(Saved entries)
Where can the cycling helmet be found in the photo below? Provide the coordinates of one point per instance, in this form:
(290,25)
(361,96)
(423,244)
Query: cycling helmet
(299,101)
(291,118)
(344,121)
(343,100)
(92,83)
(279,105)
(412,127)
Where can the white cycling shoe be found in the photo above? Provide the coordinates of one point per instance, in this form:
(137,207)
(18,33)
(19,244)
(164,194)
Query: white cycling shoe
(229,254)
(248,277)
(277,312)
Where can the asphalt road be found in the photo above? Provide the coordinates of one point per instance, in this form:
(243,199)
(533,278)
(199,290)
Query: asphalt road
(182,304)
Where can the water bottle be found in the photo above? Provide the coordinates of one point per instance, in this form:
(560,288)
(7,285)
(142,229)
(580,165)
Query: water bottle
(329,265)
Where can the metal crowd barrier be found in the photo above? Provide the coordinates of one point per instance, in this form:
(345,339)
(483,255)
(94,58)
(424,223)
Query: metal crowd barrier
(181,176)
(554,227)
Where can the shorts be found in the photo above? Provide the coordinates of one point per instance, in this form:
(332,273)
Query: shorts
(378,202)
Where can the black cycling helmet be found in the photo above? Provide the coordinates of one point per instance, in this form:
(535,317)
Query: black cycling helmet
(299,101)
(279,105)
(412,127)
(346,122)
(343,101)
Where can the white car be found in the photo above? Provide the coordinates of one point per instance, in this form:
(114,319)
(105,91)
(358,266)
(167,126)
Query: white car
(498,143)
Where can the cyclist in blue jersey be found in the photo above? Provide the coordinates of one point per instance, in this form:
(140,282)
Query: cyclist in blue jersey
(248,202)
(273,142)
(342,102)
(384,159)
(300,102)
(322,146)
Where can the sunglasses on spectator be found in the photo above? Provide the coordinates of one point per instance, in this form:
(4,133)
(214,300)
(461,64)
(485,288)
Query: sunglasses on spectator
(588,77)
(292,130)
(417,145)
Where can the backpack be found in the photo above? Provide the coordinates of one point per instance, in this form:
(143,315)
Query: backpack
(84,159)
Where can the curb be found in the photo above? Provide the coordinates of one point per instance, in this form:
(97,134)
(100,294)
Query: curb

TASK TO COMPLETE: Each line above that contains the string "curb" should be copied.

OUTPUT OF THE TASK:
Where can the curb be found in the photo above? Provide the coordinates of one point per instance, in this form:
Query: curb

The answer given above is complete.